_Information shown_.
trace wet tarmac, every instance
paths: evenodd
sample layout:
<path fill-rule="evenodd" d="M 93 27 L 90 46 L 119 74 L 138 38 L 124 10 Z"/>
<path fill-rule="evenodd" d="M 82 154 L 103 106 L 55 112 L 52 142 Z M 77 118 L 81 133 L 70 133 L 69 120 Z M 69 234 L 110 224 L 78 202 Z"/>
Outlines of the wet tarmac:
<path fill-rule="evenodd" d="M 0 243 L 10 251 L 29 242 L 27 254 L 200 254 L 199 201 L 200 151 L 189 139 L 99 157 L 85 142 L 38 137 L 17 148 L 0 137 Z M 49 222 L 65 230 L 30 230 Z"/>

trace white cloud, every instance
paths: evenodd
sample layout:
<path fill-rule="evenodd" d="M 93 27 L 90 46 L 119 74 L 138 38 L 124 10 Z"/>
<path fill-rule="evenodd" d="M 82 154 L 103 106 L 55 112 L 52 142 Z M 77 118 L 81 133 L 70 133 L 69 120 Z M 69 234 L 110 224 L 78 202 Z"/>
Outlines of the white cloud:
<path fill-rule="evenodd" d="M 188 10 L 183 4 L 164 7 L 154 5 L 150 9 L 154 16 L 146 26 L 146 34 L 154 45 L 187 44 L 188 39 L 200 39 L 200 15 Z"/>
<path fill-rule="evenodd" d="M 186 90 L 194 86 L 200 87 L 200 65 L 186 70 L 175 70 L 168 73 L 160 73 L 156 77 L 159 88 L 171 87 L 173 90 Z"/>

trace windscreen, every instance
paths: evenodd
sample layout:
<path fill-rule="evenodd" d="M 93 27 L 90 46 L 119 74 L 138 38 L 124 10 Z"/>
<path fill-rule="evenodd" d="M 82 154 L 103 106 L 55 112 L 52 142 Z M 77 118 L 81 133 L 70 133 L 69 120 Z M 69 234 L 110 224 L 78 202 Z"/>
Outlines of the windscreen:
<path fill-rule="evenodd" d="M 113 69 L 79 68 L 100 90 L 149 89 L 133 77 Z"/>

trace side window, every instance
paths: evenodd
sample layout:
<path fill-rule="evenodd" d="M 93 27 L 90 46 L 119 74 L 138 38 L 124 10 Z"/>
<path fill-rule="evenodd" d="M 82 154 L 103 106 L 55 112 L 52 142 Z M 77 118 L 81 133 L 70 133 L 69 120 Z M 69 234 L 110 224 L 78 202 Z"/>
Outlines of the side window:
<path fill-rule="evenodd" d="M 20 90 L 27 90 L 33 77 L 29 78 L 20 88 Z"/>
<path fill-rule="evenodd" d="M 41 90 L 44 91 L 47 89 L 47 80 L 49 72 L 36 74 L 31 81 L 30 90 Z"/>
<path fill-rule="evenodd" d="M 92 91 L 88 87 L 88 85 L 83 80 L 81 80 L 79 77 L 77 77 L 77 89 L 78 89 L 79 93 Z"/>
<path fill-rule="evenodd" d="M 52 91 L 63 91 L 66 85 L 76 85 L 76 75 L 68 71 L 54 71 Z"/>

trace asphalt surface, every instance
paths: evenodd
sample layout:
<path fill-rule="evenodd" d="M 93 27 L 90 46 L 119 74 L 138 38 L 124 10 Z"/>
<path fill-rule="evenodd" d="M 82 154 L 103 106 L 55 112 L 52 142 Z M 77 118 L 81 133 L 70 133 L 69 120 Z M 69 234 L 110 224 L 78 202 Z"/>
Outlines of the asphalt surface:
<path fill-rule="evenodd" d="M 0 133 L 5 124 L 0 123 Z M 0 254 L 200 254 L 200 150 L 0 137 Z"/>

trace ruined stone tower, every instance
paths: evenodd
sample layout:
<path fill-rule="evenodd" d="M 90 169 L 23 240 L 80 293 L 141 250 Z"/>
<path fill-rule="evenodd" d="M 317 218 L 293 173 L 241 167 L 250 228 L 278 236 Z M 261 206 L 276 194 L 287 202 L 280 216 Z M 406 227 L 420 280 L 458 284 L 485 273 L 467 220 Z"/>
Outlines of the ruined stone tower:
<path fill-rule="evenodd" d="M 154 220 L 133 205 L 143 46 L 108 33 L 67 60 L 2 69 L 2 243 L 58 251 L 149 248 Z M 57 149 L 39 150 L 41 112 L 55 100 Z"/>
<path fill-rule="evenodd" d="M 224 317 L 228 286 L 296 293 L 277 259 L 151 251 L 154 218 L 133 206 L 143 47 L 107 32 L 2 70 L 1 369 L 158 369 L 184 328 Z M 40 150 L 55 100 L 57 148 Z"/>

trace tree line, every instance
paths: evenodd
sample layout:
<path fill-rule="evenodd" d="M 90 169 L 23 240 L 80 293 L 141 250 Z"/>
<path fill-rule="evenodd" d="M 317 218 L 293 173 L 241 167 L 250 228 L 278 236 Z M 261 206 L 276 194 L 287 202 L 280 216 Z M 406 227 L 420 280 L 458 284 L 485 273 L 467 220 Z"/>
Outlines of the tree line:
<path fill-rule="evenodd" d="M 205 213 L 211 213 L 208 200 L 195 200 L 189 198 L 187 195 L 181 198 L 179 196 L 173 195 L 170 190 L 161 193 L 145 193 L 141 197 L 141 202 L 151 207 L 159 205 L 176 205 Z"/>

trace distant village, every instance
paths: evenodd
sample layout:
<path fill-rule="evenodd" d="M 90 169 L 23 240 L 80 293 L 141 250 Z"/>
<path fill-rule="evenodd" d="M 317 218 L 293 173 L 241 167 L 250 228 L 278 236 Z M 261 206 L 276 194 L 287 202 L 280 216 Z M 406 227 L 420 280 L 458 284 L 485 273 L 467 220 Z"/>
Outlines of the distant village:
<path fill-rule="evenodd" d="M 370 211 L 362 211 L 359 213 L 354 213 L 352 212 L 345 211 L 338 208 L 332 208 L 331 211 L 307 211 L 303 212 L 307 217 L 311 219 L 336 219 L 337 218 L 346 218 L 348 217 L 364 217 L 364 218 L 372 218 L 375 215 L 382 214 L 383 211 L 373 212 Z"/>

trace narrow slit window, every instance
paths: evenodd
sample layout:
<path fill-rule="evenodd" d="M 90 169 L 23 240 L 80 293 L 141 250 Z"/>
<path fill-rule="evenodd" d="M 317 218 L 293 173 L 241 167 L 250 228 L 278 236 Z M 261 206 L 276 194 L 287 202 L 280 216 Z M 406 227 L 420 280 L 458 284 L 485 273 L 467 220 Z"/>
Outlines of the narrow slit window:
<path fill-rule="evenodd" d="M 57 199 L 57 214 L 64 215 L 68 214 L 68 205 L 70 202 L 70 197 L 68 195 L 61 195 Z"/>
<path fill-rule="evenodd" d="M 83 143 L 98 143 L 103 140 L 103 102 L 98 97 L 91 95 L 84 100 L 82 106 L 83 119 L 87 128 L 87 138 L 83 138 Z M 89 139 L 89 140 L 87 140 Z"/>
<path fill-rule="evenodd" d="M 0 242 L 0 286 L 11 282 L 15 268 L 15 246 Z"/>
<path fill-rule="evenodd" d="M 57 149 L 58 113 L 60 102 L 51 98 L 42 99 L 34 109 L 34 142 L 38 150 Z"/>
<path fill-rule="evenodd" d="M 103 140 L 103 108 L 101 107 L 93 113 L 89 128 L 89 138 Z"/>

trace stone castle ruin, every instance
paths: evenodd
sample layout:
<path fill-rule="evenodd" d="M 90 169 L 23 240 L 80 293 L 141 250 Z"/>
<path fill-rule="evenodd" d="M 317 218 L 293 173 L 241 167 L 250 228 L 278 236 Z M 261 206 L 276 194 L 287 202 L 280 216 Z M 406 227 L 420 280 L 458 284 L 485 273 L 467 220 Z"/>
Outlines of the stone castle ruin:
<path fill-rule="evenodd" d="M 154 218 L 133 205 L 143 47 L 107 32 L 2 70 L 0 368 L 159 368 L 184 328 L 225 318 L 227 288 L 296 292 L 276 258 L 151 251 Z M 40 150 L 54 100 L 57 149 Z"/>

_Task objective_. Could you rewrite the lines from the one containing "trace white cloud, every instance" to the one containing "188 10 L 183", swapping "white cloud" for "gray cloud" and leaving everything else unchanged?

_Correct output_.
trace gray cloud, every instance
paths: evenodd
sample layout:
<path fill-rule="evenodd" d="M 93 27 L 90 46 L 119 74 L 138 38 L 124 10 Z"/>
<path fill-rule="evenodd" d="M 82 154 L 103 106 L 55 112 L 52 142 Z M 77 118 L 81 133 L 70 133 L 69 120 Z M 69 234 L 110 224 L 78 202 Z"/>
Outlines of the gray cloud:
<path fill-rule="evenodd" d="M 188 10 L 183 4 L 164 7 L 154 5 L 150 9 L 154 16 L 146 26 L 146 34 L 154 45 L 187 44 L 188 39 L 200 39 L 200 15 Z"/>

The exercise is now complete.